Excerpts of labeled region data:
= = = =
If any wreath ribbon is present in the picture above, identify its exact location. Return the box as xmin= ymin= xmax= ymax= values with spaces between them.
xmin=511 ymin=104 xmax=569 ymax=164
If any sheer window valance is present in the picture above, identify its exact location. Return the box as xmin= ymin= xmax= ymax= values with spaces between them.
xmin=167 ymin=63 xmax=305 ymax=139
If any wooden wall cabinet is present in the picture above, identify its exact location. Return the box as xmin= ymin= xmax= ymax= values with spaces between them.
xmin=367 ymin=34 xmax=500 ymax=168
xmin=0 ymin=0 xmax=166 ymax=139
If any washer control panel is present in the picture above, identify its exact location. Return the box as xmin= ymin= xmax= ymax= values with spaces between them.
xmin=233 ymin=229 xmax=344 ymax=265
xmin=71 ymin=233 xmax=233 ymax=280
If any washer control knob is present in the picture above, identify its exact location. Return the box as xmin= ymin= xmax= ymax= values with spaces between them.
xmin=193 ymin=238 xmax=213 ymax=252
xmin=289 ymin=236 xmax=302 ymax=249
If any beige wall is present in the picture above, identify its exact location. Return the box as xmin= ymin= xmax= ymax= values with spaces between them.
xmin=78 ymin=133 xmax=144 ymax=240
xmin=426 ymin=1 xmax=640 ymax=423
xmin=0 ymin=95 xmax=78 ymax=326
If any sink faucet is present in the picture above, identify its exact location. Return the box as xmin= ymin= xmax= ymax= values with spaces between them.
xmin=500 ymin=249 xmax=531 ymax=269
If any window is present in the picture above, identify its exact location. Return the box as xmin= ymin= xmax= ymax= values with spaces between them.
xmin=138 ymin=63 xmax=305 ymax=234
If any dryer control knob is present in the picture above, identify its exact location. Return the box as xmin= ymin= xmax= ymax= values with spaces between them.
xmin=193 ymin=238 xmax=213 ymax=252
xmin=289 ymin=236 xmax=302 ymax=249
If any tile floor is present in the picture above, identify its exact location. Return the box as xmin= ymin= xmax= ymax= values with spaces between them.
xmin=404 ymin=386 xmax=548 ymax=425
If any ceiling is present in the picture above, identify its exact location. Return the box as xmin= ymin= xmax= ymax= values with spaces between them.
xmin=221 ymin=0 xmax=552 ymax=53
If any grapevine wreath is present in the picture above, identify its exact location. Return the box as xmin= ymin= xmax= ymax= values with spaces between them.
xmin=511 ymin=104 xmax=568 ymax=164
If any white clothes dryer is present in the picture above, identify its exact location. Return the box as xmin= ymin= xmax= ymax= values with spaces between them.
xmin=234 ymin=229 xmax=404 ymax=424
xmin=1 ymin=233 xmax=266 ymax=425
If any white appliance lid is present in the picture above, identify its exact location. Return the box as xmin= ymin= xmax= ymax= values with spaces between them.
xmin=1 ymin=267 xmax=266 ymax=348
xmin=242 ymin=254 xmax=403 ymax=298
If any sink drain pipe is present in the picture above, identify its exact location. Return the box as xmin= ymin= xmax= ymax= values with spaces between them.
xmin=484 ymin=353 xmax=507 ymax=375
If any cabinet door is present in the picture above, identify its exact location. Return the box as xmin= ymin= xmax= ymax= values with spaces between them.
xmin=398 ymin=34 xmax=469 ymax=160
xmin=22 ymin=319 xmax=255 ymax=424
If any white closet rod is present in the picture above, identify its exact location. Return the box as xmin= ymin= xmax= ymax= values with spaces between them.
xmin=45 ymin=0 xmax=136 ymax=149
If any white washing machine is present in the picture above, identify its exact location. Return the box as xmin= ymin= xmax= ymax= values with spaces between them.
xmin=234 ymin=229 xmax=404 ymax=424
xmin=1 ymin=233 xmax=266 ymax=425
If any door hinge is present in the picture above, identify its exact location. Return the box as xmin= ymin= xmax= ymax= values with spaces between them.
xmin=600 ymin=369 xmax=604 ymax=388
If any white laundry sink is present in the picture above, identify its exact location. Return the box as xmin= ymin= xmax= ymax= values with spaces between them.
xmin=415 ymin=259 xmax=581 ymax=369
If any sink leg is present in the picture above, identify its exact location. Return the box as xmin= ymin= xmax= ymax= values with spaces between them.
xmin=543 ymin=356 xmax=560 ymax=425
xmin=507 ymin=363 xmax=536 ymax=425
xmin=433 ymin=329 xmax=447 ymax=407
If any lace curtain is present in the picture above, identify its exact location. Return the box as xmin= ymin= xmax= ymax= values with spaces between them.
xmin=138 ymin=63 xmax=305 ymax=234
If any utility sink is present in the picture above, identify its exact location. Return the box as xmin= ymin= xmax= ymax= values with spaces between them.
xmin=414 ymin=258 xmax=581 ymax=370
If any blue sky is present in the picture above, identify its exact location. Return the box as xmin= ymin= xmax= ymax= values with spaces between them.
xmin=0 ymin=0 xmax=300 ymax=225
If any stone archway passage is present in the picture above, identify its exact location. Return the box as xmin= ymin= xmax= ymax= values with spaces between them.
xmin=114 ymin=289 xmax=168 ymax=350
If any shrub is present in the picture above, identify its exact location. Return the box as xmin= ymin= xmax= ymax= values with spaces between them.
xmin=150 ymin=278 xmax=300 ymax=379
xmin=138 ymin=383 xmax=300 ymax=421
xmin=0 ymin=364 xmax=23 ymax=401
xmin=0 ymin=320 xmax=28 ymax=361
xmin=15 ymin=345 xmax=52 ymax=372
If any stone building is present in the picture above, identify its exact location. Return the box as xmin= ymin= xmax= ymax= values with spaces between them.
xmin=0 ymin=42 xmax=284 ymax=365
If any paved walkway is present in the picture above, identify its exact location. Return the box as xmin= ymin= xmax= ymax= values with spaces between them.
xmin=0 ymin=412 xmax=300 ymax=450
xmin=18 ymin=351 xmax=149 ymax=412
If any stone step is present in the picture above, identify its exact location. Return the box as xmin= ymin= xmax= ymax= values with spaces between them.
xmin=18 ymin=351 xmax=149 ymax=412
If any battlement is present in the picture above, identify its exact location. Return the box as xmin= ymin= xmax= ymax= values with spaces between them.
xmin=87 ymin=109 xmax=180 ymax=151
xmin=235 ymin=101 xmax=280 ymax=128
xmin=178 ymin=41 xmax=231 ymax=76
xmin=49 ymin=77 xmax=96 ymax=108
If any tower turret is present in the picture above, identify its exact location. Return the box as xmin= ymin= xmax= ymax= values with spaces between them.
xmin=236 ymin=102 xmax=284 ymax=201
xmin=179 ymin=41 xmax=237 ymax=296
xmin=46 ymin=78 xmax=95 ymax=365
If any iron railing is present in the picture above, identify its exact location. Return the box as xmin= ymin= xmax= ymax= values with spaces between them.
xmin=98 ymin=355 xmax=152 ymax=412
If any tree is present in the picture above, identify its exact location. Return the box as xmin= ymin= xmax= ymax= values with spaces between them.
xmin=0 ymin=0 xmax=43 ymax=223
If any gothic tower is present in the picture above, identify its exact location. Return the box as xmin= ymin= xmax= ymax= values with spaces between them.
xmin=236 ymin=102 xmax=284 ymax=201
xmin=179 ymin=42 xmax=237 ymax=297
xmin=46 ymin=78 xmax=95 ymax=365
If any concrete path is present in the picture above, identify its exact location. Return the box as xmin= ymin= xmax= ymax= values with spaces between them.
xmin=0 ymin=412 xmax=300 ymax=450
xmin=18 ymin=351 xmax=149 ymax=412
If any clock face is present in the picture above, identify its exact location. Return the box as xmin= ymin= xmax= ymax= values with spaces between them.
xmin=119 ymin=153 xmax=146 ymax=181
= = = =
## Given task
Put all of the entries into a JSON list of strings with one string per line, omitting blank lines.

## Result of this exercise
[
  "If any wreath ribbon is present in the picture above, identify its exact location. Return the box as xmin= ymin= xmax= ymax= values with spaces between them.",
  "xmin=511 ymin=104 xmax=569 ymax=164",
  "If any sheer window valance is present in the picture above, identify its exact location. Return the box as xmin= ymin= xmax= ymax= values with spaces between them.",
  "xmin=167 ymin=63 xmax=305 ymax=139",
  "If any wooden wall cabinet is present in the picture above, identify its exact location. Return the box as xmin= ymin= xmax= ymax= values with spaces between them.",
  "xmin=367 ymin=34 xmax=500 ymax=168",
  "xmin=0 ymin=0 xmax=166 ymax=139",
  "If any washer control panel is present in the picture above, identify its exact location. Return the box as xmin= ymin= xmax= ymax= values with spaces between them.",
  "xmin=233 ymin=229 xmax=344 ymax=265",
  "xmin=71 ymin=233 xmax=233 ymax=280",
  "If any washer control knob is present in the picture above, identify its exact location. Return the box as xmin= ymin= xmax= ymax= values with spaces between them.",
  "xmin=193 ymin=238 xmax=213 ymax=252",
  "xmin=289 ymin=236 xmax=302 ymax=249",
  "If any beige wall is present in the picture above, identify its exact location. Return the box as xmin= ymin= xmax= ymax= values with spaces between them.",
  "xmin=78 ymin=133 xmax=144 ymax=240",
  "xmin=426 ymin=1 xmax=640 ymax=423",
  "xmin=0 ymin=95 xmax=78 ymax=326",
  "If any sink faucet is present in the picture above, identify its exact location. Return the box as xmin= ymin= xmax= ymax= values with spaces between them.",
  "xmin=500 ymin=249 xmax=531 ymax=269",
  "If any window is present in the picture above, identify its exact location. Return the box as xmin= ymin= xmax= ymax= values with spaces between them.",
  "xmin=138 ymin=63 xmax=305 ymax=234",
  "If any dryer control knob is present in the picture above, identify its exact location. Return the box as xmin= ymin= xmax= ymax= values with spaces between them.",
  "xmin=193 ymin=238 xmax=213 ymax=252",
  "xmin=289 ymin=236 xmax=302 ymax=249",
  "If any tile floor is present in the picture above, identify its exact location. Return the box as xmin= ymin= xmax= ymax= values with spaces between them.",
  "xmin=404 ymin=386 xmax=548 ymax=425",
  "If any ceiling is present in the picture above, identify its exact location. Return the box as xmin= ymin= xmax= ymax= values with spaces between them.",
  "xmin=221 ymin=0 xmax=552 ymax=53",
  "If any grapevine wreath is present in the picture above, identify its exact location. Return the box as xmin= ymin= xmax= ymax= values with spaces between them.",
  "xmin=511 ymin=104 xmax=568 ymax=164",
  "If any white clothes dryer is present in the picture above, identify its exact location. Return the box as xmin= ymin= xmax= ymax= values with spaces between them.",
  "xmin=234 ymin=229 xmax=404 ymax=424",
  "xmin=1 ymin=233 xmax=266 ymax=425",
  "If any white appliance lid is present in the picture above, identify its exact location. Return the box as xmin= ymin= xmax= ymax= values with spaces between them.",
  "xmin=1 ymin=267 xmax=266 ymax=348",
  "xmin=242 ymin=254 xmax=403 ymax=298",
  "If any sink drain pipe is present in the picture above, identify its exact location. Return the box as xmin= ymin= xmax= ymax= values with spaces between them.",
  "xmin=484 ymin=353 xmax=507 ymax=375",
  "If any cabinet door is present in the picture above, identify its exact location. Return the box as xmin= ymin= xmax= ymax= values with spaces between them.",
  "xmin=398 ymin=34 xmax=469 ymax=160",
  "xmin=22 ymin=319 xmax=255 ymax=424",
  "If any white closet rod is present in the picture above, identify its exact location. Return the box as xmin= ymin= xmax= ymax= values with spaces between them.",
  "xmin=45 ymin=0 xmax=136 ymax=149",
  "If any white washing machine is present in the picture above, identify its exact location. Return the box as xmin= ymin= xmax= ymax= values with spaces between them.",
  "xmin=234 ymin=229 xmax=404 ymax=424",
  "xmin=1 ymin=233 xmax=266 ymax=425",
  "If any door hinge is present in the picture above, identify its exact location. Return the box as xmin= ymin= xmax= ymax= values with spaces between them.",
  "xmin=600 ymin=369 xmax=604 ymax=388",
  "If any white laundry sink is present in the picture above, identify its exact location. Return the box as xmin= ymin= xmax= ymax= values with spaces between them.",
  "xmin=415 ymin=259 xmax=581 ymax=369",
  "If any sink leg is present in the picture above, identify its exact location. Return the box as xmin= ymin= xmax= ymax= values with spaces between them.",
  "xmin=543 ymin=356 xmax=560 ymax=425",
  "xmin=507 ymin=363 xmax=536 ymax=425",
  "xmin=433 ymin=329 xmax=447 ymax=407",
  "If any lace curtain is present in the picture above, identify its exact location. Return the box as xmin= ymin= xmax= ymax= values with spaces between them.",
  "xmin=138 ymin=63 xmax=305 ymax=234",
  "If any utility sink is present in the picture above, identify its exact location. Return the box as xmin= ymin= xmax= ymax= values with spaces between them.",
  "xmin=414 ymin=258 xmax=581 ymax=370",
  "If any blue sky is present in the picture above, identify its exact location. Return the box as xmin= ymin= xmax= ymax= values with spaces between them.",
  "xmin=0 ymin=0 xmax=300 ymax=225",
  "If any stone archway passage is present in the picture above, identify its exact location. Return the box as xmin= ymin= xmax= ymax= values with spaces between them.",
  "xmin=114 ymin=289 xmax=168 ymax=350",
  "If any shrub is present in the picture above, identify its exact location. Return the box as xmin= ymin= xmax= ymax= values with spaces between them.",
  "xmin=150 ymin=278 xmax=300 ymax=379",
  "xmin=138 ymin=383 xmax=300 ymax=421",
  "xmin=0 ymin=364 xmax=23 ymax=401",
  "xmin=0 ymin=320 xmax=28 ymax=361",
  "xmin=15 ymin=345 xmax=52 ymax=372",
  "If any stone building is present in the picture above, identify its exact location. Return the box as xmin= ymin= xmax= ymax= values with spaces between them.",
  "xmin=0 ymin=42 xmax=284 ymax=365",
  "If any paved walkway is present in the picture above, identify its exact location. Return the box as xmin= ymin= xmax= ymax= values with spaces between them.",
  "xmin=0 ymin=412 xmax=300 ymax=450",
  "xmin=18 ymin=351 xmax=149 ymax=412",
  "If any stone step is present in the picture above, identify its exact location. Return the box as xmin= ymin= xmax= ymax= values with spaces between them.",
  "xmin=18 ymin=351 xmax=149 ymax=412",
  "If any battlement is present in the picture above, identify its exact location. Return the box as xmin= ymin= xmax= ymax= values with spaces between them.",
  "xmin=87 ymin=109 xmax=180 ymax=151",
  "xmin=235 ymin=101 xmax=280 ymax=128",
  "xmin=178 ymin=41 xmax=231 ymax=76",
  "xmin=49 ymin=77 xmax=96 ymax=108",
  "If any tower turret is present in the picture above, identify its exact location. Return the box as xmin= ymin= xmax= ymax= values with spaces between them.",
  "xmin=236 ymin=102 xmax=284 ymax=201",
  "xmin=179 ymin=41 xmax=237 ymax=296",
  "xmin=46 ymin=78 xmax=95 ymax=365",
  "If any iron railing is present in the picture above, identify its exact location. Return the box as xmin= ymin= xmax= ymax= values with spaces between them.",
  "xmin=98 ymin=355 xmax=152 ymax=412",
  "If any tree is present in the picture above, identify its exact location. Return the box as xmin= ymin= xmax= ymax= values with spaces between them.",
  "xmin=0 ymin=0 xmax=43 ymax=223",
  "If any gothic tower is present in the picture above, identify its exact location. Return the box as xmin= ymin= xmax= ymax= values with spaces between them.",
  "xmin=236 ymin=102 xmax=284 ymax=201",
  "xmin=179 ymin=42 xmax=237 ymax=297",
  "xmin=46 ymin=78 xmax=95 ymax=365",
  "If any concrete path is present in the picture above, identify its exact location. Return the box as xmin= ymin= xmax= ymax= values with spaces between them.",
  "xmin=0 ymin=412 xmax=300 ymax=450",
  "xmin=18 ymin=351 xmax=149 ymax=412",
  "If any clock face is present in the picture above, identify its exact location. Return the box as xmin= ymin= xmax= ymax= values with spaces between them.",
  "xmin=119 ymin=153 xmax=146 ymax=181"
]